Text section:

##############################

Lecturer: Dr A.F. Blackwell

No. of lectures: 12


Aims


This course aims to provide students with a practical set of skills for the development of usable, reliable and maintainable software systems. It assumes basic programming skills in Java, describing how these can be deployed in the construction of larger programs. Systematic design processes are described, suitable for use where a development team must create a product that will meet customers' needs. These include issues related to usability and relevance to the context of use. Some specialised problems related to safety-critical systems and real-time systems are discussed, with the help of case histories of software failure to illustrate what can go wrong. Finally a range of alternative planning and management methods for software projects are contrasted.


Lectures

  • Introduction. The software crisis; why projects fail (London Ambulance case study); design and engineering perspectives.

  • Software construction. Decomposition and modularity; coding style; naming; configuration; testing; efficiency. [2 lectures]

  • Object-oriented design. Design as modelling; The Unified Modelling Language; use case analysis; class modelling; object interaction; state and activity descriptions. [2 lectures]

  • Interaction design. Interaction styles; user models; requirements gathering; prototyping; evaluation. [3 lectures]

  • Design challenges. Hazards; risk; reliability; management failure (CAPSA case study). [2 lectures]

  • Project management. Models and metaphors of development; waterfall model, including technical review structure; evolutionary and incremental models (Spiral, RAD, RUP); novel structures (Chief programmer, Pair programming, XP). [2 lectures]

Objectives


At the end of the course, students should understand the ways in which writing programs that are usable, reliable and maintainable differs from the programming exercises they have engaged in so far. They should be able to undertake design of a moderately complex application in a systematic way: researching user requirements, decomposing and analysing system architecture, implementing that design so that it will be reliable and maintainable, and evaluating alternatives at various project phases from prototyping to commissioning. They should be able to select and manage appropriate organisational structures when asked to do so. They should be prepared for the organisational aspects of their Group project (in the case of Part II (General) students) or the design elements of their project and dissertation (in the case of Diploma students).

##############################

Material:
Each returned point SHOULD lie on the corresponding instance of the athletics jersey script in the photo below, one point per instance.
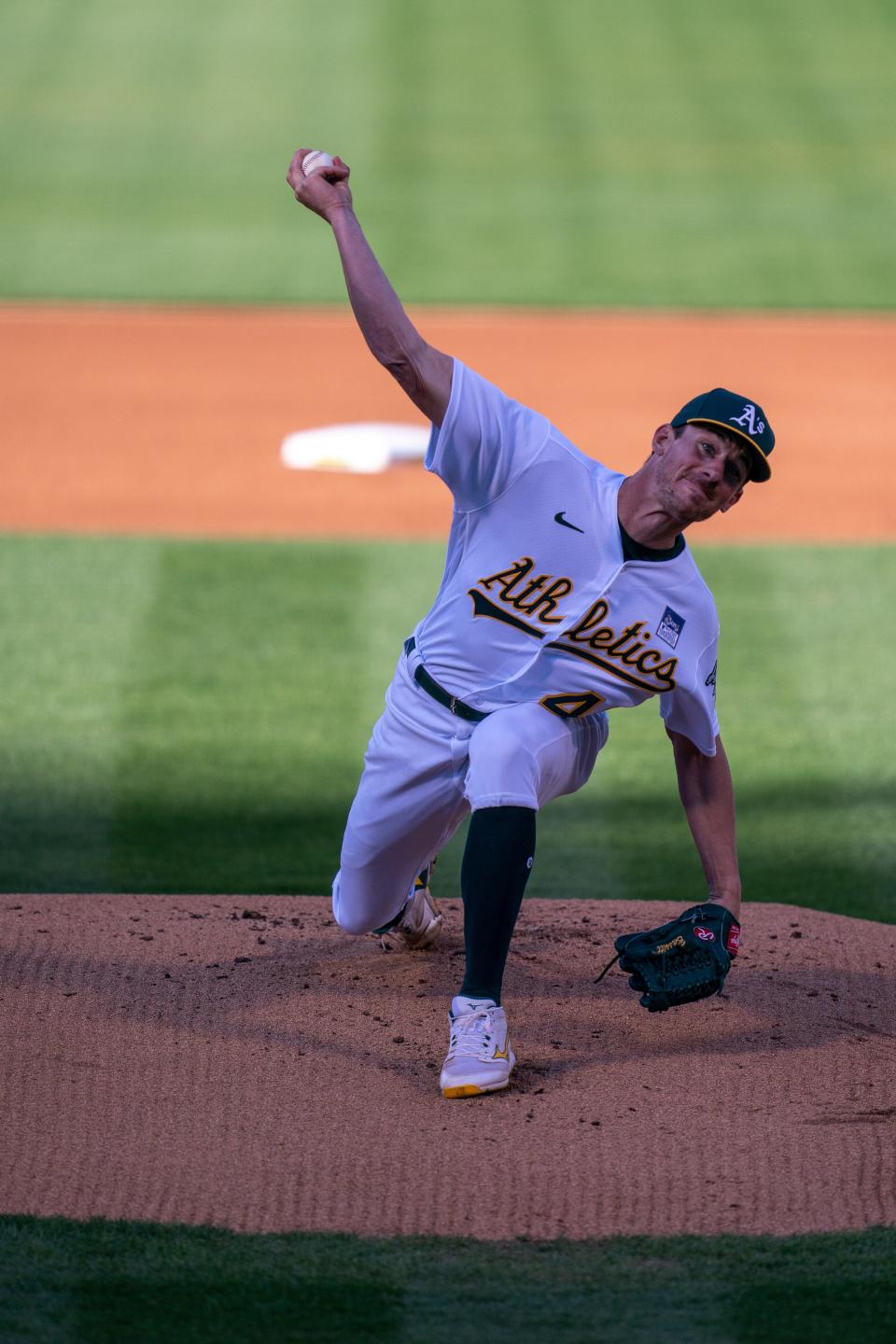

##############################

Directive A:
In the course description, which case study is used to illustrate management failure?
Directive B:
Continue the software engineering course description from the point where it ends.

Task answer A:
The CAPSA case study.

Task answer B:
Recommended books


* Pressman, R.S. (2001). Software engineering (European ed.). McGraw-Hill.
* McConnell, S. (1993). Code complete: a practical handbook of software construction. Microsoft Press.
Fowler, M. (2000). UML distilled. Addison-Wesley (2nd ed.).
Preece, J., Sharp, H. & Rogers, Y. (2002). Interaction design: beyond human-computer interaction. Wiley.


Further reading:


Borenstein, N.S. (1991). Programming as if people mattered. Princeton.
Brooks, F.P. (1975). The mythical man month. Addison-Wesley.
Neumann, P. (1994). Computer-related risks. ACM Press.
Simon, H.A. (1996). The sciences of the artificial. MIT Press.
Schon, D.A. (1990). Educating the reflective practitioner. Jossey-Bass.
Finkelstein, A. (1993). Report of the inquiry into the London Ambulance Service.
http://www.cs.ucl.ac.uk/staff/A.Finkelstein/las.html
Finkelstein, A. & Shattock, M. (2001). CAPSA and its implementation. Cambridge University Reporter.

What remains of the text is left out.